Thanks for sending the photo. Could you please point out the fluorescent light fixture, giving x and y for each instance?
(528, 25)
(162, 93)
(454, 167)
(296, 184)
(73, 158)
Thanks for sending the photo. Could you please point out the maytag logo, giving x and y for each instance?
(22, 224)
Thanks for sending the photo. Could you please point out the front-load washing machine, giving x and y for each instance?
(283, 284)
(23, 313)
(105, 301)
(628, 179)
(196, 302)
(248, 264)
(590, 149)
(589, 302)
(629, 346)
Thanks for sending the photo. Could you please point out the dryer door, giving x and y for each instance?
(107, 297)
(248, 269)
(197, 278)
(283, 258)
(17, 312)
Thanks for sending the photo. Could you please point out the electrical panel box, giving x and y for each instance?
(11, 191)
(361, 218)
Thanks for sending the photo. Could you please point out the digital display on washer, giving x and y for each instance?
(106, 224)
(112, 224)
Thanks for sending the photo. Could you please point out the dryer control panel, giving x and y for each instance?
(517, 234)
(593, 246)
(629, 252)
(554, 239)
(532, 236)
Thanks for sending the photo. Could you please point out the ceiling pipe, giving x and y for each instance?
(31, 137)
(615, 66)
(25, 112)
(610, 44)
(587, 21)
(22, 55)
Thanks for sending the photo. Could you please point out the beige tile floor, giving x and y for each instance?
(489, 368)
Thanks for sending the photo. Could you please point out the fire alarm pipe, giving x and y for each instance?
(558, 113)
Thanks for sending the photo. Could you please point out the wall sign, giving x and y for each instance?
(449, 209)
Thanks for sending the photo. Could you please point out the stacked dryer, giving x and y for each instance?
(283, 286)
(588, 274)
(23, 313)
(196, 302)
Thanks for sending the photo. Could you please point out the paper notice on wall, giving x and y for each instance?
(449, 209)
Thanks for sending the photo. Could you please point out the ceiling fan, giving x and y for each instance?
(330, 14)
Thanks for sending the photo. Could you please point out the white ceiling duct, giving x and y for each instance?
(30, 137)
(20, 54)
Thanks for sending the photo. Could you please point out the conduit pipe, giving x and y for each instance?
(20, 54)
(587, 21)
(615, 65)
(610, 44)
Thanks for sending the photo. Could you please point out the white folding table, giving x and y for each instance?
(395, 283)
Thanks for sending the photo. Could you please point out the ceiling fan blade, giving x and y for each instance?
____
● Work instructions: Copy every entry exactly.

● Result of this task:
Thanks for sending the photo. Could you please point out the fluorescent light fixture, giving x and y for each instance?
(528, 25)
(162, 93)
(454, 167)
(296, 184)
(73, 158)
Thanks for sending the photo. Could you please point out the maytag logo, giving x and y for each instance?
(22, 224)
Thanks for sending the photo. Could you please point out the front-load washing machine, giving x and y for each instance?
(283, 284)
(23, 313)
(105, 301)
(628, 179)
(196, 302)
(248, 264)
(590, 149)
(589, 302)
(629, 346)
Thanks for sending the photo. Could you please point out the dryer door, giving x and y for each instance?
(107, 297)
(248, 269)
(197, 278)
(283, 258)
(17, 312)
Thanks for sending the photo. Could you please point out the electrical panel box, giving x and y for each instance?
(11, 191)
(361, 218)
Thanks for sending the photo. Could you please point out the digital display on washer, giving x and y for each instance?
(106, 224)
(112, 224)
Thanks for sending the photo. Could you please point out the dryer control panel, giving x and y for each instance?
(517, 234)
(593, 246)
(629, 252)
(554, 239)
(532, 236)
Thanks for sending the photo. Could you please point out the ceiling pipe, giving x and y for each instance?
(31, 137)
(615, 66)
(25, 112)
(610, 44)
(587, 21)
(22, 55)
Thanks for sending the photo. Could you please point out the beige tile floor, giving x and y for each instance?
(489, 368)
Thanks for sending the photo. Could you please point out the fire alarm pipe, giving x and y for each instance?
(558, 113)
Thanks for sending the photo. Could you please point out the wall sign, giving x and y for each instance?
(449, 209)
Thanks for sending the photo. Could you please point out the stacked dryer, giving x and y for each instance?
(283, 286)
(588, 274)
(23, 313)
(196, 302)
Thanks for sending the photo. Could you please point out the paper notice on wall, giving x and y for each instance?
(449, 209)
Thanks for sending the photo. Could you please point out the ceiling fan, giving x and y for each instance?
(330, 14)
Thanks for sending the photo. Could you please point out the white ceiling duct, giving x and y for each instance?
(30, 137)
(20, 54)
Thanks for sending the photo. Could you please point out the conduit pipe, giving x and y for each instance?
(20, 54)
(587, 21)
(615, 65)
(610, 44)
Thanks for sending the photo. Could you please point out the white folding table, giving x and y for each instance?
(395, 283)
Thanks for sending the photo. Could you please point out the ceiling fan blade, giving x and y for each instance?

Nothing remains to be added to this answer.